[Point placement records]
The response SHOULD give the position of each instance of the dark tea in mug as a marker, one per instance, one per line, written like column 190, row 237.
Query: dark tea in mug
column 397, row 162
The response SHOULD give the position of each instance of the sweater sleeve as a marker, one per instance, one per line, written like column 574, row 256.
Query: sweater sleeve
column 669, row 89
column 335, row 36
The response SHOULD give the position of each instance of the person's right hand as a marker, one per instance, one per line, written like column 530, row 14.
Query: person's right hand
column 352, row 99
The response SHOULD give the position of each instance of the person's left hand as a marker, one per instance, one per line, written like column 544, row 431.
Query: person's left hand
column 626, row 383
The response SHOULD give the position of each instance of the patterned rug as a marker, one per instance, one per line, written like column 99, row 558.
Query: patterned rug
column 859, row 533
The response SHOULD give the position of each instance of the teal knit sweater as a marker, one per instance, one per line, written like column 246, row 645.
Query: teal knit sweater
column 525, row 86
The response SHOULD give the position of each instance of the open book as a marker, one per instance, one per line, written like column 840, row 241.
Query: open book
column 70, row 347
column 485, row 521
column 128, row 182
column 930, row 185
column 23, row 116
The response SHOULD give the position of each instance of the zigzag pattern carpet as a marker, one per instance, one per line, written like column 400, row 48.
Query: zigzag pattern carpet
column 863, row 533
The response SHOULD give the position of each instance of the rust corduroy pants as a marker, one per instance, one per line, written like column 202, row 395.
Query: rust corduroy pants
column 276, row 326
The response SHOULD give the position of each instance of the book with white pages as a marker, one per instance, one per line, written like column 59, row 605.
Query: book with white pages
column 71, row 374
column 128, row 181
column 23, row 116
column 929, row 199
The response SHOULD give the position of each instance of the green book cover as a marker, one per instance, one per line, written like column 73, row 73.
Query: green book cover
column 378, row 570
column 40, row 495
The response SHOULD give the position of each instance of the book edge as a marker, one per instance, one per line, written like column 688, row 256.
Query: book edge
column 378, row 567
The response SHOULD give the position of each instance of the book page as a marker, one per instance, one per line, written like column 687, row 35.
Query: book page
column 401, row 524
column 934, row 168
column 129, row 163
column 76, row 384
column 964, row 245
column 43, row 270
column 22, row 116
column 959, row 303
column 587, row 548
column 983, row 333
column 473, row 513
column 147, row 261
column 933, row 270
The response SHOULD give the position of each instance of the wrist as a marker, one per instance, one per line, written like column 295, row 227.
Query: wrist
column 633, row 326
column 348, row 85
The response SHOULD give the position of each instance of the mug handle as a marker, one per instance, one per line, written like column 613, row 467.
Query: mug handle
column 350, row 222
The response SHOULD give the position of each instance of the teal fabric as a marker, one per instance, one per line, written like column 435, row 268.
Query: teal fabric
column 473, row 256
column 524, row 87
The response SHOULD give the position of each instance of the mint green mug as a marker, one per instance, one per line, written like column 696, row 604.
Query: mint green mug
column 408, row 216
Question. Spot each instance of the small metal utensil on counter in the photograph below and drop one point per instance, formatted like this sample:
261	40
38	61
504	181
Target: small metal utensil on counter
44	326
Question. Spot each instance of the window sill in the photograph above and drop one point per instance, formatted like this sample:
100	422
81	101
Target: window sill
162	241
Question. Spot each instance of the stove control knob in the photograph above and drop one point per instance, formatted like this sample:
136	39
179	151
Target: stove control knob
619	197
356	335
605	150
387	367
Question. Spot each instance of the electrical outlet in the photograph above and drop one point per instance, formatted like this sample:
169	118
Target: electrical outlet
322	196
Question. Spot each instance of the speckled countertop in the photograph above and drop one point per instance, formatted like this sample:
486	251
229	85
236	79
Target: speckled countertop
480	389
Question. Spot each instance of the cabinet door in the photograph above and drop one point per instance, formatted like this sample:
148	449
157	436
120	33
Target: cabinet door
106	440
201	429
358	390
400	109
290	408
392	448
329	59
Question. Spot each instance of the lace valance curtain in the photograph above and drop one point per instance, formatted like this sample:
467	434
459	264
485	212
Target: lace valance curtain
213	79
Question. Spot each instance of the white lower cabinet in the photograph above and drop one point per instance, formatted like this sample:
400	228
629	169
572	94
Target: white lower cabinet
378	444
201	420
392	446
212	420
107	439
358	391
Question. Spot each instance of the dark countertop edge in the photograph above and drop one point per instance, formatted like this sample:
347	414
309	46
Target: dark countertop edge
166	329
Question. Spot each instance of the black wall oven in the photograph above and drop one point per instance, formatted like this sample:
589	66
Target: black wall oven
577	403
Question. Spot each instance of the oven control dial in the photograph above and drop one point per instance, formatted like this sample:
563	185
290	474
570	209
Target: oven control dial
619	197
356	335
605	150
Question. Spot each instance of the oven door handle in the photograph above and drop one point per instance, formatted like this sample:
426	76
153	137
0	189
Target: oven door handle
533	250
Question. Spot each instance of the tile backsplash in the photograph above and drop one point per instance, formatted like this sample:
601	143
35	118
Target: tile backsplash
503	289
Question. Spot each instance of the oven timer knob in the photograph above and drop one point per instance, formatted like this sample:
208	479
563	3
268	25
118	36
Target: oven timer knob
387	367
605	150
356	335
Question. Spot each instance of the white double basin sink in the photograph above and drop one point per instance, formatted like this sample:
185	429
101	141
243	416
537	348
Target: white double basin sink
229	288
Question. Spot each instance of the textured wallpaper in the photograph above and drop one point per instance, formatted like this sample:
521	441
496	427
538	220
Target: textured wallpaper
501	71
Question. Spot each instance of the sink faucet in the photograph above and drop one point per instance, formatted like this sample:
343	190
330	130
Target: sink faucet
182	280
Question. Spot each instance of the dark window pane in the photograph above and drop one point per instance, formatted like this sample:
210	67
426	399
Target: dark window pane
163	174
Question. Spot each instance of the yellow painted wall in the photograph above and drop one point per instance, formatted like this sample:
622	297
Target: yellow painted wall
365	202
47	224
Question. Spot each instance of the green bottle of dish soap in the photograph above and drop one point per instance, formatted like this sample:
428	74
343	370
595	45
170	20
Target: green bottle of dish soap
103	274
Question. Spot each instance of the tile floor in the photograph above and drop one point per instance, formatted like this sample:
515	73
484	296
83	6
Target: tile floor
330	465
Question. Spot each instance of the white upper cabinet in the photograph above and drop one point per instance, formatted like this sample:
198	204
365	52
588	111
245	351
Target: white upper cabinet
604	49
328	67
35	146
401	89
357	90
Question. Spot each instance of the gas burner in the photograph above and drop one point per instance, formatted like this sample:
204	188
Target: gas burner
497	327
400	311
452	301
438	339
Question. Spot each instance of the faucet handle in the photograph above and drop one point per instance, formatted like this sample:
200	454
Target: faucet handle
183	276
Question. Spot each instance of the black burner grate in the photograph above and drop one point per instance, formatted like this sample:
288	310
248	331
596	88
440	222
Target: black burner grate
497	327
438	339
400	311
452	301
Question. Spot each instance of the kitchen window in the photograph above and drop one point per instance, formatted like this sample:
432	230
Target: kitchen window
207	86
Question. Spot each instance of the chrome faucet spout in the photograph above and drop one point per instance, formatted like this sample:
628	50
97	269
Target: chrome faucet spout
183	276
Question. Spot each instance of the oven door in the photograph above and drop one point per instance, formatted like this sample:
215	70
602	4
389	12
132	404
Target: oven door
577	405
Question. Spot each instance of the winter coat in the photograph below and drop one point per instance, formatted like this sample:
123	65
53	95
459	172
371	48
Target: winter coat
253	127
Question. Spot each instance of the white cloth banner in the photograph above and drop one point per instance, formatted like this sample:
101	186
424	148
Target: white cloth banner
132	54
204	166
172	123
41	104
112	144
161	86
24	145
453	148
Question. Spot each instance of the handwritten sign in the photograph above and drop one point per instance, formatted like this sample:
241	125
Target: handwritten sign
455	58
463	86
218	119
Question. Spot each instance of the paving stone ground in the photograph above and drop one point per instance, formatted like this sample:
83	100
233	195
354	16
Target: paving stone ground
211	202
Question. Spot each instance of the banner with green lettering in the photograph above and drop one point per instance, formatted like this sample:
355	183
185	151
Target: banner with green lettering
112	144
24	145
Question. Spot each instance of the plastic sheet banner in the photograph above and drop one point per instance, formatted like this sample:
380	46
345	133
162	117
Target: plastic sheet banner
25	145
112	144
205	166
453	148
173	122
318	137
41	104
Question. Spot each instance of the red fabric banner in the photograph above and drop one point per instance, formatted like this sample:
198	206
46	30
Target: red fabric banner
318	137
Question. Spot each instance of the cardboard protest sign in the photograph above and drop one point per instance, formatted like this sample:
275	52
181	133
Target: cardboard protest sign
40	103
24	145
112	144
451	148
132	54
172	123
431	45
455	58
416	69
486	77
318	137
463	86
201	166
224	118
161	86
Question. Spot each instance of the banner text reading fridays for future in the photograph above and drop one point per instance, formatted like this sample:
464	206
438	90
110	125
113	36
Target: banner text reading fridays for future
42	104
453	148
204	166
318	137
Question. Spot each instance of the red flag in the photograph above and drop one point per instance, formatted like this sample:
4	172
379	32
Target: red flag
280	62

Exercise aim: Reproduce exactly the line containing "Question. Spot each instance of the white cloth" and every line after it through the end of the records above, and nothing else.

Output of the exercise:
Question. Spot each instance of the white cloth banner in the photograph above and drop one point per instance, formatted like this sample:
101	186
424	148
Target: white cloth banner
132	54
204	166
172	123
41	104
112	144
161	86
24	145
453	148
Question. Spot each instance of the handwritten sign in the photograph above and drop one point per instance, formatted like this sample:
241	125
Target: handwritten sign
455	58
463	86
218	119
Question. Spot each instance of the paving stone ground in the photograph above and drop one point per instance, formatted like this sample:
83	100
233	195
354	16
Target: paving stone ground
211	202
Question. Spot each instance of the banner with green lettering in the photograph above and drop one point per instance, formatted like this sample:
355	183
185	151
Target: banner with green lettering
112	144
24	145
Question. Spot each instance of the plastic sheet banner in the photograph above and drop one point per instance, formatted like this sample:
380	46
345	133
162	117
Target: plastic sheet banner
25	145
112	144
205	166
453	148
173	122
318	137
41	104
Question. Spot each instance of the red fabric banner in the photograph above and drop one point per instance, formatted like this sample:
198	206
46	30
Target: red fabric banner
318	137
Question. Spot each instance of the cardboard protest sign in the photograph above and drop one point per instance, formatted like this sample:
275	52
181	133
Target: cardboard protest sign
40	103
24	145
112	144
451	148
132	54
172	123
431	45
455	58
416	69
486	77
318	137
463	86
201	166
224	118
161	86
Question. Spot each instance of the banner text reading fridays for future in the photograph above and drop one point per instance, formatted like this sample:
464	206
438	90
110	125
113	36
Target: banner text reading fridays for future
42	104
453	148
204	166
318	137
Question. Spot each instance of the red flag in the photograph above and drop one point per instance, formatted like this sample:
4	172
379	32
Target: red flag
280	62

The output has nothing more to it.